→ **QUOTED TEXT**:
I stopped there because I don’t like Cracked.
SC is the resident professor of history.
it is a satire site
don’t believe everything you read on a satire site
I didn’t go there anyway. No wonder it did not seem right.
This article does not appear to be satire, despite the attempts at humor.
I tend to quibble with the estimated population of North America. The fact that there might be campfires all along the coast does not necessarily lend to the idea that the inner part of the continent is as densely populated. Even if they weren’t quite as hunter-gatherer as once thought, they still weren’t as well developed and agriculturally oriented as would be required for higher density populations.
:)
From the article
“...It’s the same reason every extraordinarily lucky CEO of the past 100 years has written a book about leadership. It’s always a better idea to credit hard work and intelligence than to acknowledge that you just got luckier than any group of people has ever gotten in the history of the world.”
Yeah, ok.
That must’ve been one helluva plague to not only have wiped out 90% of North America’s indigenous peoples (read those who got here first) it also wiped out the physical evidence of the greatness of their society.
Fascinating and funny.

→ **STATED TASK A**:
In the comment thread, who is called the resident professor of history?
→ **STATED TASK B**:
Extract the passage of the comment thread that starts at the words "This article does" and ends after the words "higher density populations.".

→ **DATASET ENTRIES**:
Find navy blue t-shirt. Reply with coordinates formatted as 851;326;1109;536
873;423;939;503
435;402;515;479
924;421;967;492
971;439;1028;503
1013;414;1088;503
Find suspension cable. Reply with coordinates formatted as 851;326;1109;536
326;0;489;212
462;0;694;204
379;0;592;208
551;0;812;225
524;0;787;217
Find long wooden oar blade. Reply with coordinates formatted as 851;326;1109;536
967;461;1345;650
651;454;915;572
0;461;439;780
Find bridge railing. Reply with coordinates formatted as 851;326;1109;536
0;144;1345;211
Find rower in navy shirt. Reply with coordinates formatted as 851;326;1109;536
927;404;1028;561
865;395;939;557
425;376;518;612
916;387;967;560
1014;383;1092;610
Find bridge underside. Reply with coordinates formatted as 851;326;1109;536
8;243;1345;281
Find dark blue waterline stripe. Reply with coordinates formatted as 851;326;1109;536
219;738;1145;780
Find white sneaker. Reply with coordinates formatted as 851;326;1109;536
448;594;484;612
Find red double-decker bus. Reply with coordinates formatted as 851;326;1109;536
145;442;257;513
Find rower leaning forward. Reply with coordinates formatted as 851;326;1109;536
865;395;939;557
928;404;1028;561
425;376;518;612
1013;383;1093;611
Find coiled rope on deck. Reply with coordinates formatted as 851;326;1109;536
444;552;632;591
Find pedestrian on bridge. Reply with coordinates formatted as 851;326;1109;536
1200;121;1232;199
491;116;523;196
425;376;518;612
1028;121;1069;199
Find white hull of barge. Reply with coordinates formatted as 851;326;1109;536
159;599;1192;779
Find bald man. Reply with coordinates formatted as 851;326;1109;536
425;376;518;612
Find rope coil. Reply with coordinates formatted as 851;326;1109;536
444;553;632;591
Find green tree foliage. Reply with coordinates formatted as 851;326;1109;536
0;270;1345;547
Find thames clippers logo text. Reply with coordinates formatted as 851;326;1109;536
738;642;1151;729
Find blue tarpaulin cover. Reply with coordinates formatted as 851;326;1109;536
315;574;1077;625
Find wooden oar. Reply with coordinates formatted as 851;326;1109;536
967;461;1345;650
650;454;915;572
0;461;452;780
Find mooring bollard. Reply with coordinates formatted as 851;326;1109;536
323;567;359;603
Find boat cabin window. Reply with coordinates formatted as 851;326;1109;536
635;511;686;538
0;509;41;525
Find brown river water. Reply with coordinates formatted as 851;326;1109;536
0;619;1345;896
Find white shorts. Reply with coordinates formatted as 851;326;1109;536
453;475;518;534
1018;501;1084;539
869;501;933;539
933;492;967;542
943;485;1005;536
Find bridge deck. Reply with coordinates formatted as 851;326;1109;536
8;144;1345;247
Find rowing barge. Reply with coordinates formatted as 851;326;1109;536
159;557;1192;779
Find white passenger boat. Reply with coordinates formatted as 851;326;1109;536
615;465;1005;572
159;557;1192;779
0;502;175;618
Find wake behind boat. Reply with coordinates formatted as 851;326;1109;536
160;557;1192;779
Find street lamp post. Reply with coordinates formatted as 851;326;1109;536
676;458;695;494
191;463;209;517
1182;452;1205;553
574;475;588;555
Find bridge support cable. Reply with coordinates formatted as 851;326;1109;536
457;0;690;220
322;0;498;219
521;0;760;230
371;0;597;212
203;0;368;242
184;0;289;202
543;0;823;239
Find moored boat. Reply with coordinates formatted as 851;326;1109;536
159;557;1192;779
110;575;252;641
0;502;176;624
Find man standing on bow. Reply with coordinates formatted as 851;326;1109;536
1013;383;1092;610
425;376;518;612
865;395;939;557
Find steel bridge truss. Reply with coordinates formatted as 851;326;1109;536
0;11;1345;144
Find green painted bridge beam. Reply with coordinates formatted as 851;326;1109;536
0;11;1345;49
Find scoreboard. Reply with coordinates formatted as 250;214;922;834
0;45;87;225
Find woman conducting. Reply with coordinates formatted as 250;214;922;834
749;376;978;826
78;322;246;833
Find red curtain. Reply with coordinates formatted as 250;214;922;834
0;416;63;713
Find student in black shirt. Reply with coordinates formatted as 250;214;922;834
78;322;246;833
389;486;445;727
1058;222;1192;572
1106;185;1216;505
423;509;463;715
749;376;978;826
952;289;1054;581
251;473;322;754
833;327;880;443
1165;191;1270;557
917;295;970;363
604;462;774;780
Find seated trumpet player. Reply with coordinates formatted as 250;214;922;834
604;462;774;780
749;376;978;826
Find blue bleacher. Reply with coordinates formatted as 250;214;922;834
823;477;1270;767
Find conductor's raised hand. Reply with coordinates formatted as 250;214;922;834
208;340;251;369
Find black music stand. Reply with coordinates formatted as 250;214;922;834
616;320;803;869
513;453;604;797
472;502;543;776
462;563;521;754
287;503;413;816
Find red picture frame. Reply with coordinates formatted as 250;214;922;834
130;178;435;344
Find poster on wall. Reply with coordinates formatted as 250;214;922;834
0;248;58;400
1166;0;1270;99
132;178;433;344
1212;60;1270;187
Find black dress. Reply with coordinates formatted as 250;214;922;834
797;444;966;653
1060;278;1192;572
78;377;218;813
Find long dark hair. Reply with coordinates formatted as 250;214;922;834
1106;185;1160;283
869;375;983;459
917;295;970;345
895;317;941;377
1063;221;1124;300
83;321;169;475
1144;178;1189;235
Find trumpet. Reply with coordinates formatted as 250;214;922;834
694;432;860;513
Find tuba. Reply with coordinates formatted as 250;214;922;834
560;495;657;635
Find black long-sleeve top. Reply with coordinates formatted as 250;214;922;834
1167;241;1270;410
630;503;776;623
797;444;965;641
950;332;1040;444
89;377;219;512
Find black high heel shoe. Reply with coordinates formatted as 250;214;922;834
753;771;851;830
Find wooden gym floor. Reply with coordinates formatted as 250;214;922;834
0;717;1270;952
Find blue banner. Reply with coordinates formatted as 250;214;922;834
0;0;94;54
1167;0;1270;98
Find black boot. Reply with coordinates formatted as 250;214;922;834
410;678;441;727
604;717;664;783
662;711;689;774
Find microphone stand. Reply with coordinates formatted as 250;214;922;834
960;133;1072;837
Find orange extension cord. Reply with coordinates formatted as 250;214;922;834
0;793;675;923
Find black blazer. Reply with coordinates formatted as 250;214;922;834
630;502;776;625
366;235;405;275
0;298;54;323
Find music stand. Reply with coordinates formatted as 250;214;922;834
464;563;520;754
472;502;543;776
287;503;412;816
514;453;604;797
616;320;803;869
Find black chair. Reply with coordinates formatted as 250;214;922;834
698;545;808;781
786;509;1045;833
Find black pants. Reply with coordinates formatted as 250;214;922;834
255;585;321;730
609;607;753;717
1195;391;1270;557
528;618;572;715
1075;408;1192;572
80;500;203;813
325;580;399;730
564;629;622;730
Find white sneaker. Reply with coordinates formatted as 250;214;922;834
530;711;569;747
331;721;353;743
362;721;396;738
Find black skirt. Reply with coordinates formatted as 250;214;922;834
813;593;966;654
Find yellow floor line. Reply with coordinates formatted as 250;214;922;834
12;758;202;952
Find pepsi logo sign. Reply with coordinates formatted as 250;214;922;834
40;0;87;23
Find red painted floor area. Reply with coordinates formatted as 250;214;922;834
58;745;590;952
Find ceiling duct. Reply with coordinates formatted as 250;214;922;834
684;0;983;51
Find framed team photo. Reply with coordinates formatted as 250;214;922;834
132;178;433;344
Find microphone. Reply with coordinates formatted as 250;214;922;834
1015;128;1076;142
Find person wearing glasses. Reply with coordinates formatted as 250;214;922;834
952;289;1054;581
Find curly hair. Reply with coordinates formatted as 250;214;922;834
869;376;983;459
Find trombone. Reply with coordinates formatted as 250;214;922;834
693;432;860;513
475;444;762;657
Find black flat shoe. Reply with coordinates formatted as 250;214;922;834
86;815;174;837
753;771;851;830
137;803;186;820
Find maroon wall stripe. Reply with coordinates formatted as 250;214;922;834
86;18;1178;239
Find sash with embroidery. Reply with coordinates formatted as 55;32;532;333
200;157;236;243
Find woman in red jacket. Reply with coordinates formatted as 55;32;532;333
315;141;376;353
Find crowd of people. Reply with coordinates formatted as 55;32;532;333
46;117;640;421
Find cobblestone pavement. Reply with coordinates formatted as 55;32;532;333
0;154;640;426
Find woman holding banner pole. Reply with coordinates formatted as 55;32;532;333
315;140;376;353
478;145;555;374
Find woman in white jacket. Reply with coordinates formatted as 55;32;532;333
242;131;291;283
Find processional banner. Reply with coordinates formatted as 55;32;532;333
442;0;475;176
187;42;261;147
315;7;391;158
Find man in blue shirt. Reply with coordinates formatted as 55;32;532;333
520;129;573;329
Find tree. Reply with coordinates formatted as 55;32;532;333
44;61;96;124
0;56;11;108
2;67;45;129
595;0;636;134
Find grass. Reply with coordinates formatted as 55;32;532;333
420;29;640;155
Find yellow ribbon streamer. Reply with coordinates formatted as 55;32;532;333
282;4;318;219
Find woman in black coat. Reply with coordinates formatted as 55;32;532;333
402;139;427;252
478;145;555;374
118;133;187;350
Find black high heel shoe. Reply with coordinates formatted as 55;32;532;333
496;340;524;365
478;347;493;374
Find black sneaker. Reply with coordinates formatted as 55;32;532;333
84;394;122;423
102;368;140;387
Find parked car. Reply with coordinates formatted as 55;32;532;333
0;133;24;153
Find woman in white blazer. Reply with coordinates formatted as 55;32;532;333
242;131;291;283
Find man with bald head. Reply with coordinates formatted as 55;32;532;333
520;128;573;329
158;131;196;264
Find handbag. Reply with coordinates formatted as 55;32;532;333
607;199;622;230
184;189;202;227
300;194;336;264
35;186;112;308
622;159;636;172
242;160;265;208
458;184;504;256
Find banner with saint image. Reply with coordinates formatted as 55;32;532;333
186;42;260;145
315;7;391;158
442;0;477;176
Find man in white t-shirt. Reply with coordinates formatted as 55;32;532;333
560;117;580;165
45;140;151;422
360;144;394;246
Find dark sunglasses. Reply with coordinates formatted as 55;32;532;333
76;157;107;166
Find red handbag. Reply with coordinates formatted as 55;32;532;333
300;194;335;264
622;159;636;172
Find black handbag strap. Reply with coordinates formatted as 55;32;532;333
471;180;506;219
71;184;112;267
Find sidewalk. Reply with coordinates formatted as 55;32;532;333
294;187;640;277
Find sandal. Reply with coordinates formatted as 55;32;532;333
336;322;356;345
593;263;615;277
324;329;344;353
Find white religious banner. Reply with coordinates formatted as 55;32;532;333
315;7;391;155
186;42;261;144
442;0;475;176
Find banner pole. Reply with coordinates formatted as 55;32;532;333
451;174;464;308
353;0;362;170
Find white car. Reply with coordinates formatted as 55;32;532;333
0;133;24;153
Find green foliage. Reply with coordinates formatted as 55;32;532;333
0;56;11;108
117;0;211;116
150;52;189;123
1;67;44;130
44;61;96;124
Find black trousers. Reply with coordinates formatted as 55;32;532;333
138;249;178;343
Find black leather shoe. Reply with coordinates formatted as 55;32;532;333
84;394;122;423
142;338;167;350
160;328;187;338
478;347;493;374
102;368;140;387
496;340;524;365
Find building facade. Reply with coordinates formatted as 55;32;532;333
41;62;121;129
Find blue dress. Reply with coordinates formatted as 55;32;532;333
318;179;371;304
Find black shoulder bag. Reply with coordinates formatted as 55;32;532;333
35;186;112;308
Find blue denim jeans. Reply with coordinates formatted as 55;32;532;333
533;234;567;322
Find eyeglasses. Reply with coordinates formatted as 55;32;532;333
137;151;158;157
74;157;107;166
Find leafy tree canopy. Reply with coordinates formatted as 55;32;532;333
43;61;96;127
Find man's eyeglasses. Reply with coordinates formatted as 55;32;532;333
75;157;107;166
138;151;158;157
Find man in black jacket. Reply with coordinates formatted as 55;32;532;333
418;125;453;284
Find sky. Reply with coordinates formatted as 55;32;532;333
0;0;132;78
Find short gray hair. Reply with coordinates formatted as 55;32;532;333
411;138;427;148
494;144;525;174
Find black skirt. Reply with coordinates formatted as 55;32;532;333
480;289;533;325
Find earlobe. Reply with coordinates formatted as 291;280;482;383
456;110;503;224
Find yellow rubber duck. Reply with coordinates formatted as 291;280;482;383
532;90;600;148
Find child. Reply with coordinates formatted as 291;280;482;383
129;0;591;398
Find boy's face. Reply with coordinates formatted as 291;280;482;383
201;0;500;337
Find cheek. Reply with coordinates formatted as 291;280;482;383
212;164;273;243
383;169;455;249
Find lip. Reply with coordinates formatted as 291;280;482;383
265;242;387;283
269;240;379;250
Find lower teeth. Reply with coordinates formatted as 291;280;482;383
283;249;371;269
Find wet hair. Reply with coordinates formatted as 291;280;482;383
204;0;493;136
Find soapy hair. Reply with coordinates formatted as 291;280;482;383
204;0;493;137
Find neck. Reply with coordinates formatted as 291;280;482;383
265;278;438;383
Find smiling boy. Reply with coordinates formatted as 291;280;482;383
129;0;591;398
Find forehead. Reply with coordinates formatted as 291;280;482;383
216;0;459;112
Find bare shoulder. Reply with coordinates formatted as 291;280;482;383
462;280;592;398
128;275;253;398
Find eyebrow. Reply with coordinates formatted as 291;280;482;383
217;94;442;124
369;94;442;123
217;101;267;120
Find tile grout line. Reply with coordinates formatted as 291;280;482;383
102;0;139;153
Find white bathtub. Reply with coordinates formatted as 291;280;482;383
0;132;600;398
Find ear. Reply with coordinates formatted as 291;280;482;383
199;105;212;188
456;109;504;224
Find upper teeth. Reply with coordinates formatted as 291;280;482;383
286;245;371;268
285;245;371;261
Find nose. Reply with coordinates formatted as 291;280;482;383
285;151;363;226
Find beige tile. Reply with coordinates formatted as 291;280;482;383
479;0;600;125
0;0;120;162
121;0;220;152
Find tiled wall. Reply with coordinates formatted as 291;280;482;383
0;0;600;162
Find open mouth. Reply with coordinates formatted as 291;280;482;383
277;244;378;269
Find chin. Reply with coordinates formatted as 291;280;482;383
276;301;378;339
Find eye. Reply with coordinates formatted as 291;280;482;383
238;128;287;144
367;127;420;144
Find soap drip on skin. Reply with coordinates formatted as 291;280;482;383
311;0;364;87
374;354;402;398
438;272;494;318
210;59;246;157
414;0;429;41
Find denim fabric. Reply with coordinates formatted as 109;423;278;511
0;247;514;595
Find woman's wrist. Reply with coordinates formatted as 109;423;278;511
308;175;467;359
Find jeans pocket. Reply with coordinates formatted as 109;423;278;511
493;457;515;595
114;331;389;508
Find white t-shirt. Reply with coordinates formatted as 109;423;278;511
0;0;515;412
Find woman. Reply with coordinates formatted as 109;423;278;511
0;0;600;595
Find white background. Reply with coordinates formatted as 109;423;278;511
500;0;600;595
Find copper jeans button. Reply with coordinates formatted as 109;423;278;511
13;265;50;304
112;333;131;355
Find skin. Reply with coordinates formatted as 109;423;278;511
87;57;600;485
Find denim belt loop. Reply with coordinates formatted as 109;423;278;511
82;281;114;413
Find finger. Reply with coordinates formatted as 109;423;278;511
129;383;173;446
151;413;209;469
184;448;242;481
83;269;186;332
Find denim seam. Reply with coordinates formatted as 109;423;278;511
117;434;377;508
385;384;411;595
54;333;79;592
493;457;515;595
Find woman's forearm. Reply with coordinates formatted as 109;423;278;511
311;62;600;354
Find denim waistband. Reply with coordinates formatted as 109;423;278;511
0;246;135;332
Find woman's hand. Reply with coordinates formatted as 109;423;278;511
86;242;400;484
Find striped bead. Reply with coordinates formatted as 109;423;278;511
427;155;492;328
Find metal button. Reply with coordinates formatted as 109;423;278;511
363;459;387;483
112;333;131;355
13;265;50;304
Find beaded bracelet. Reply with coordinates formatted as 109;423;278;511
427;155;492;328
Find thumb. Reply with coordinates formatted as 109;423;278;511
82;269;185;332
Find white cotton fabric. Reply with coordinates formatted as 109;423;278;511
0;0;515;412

→ **CORRECT RESULT A**:
SC

→ **CORRECT RESULT B**:
This article does not appear to be satire, despite the attempts at humor.
I tend to quibble with the estimated population of North America. The fact that there might be campfires all along the coast does not necessarily lend to the idea that the inner part of the continent is as densely populated. Even if they weren’t quite as hunter-gatherer as once thought, they still weren’t as well developed and agriculturally oriented as would be required for higher density populations.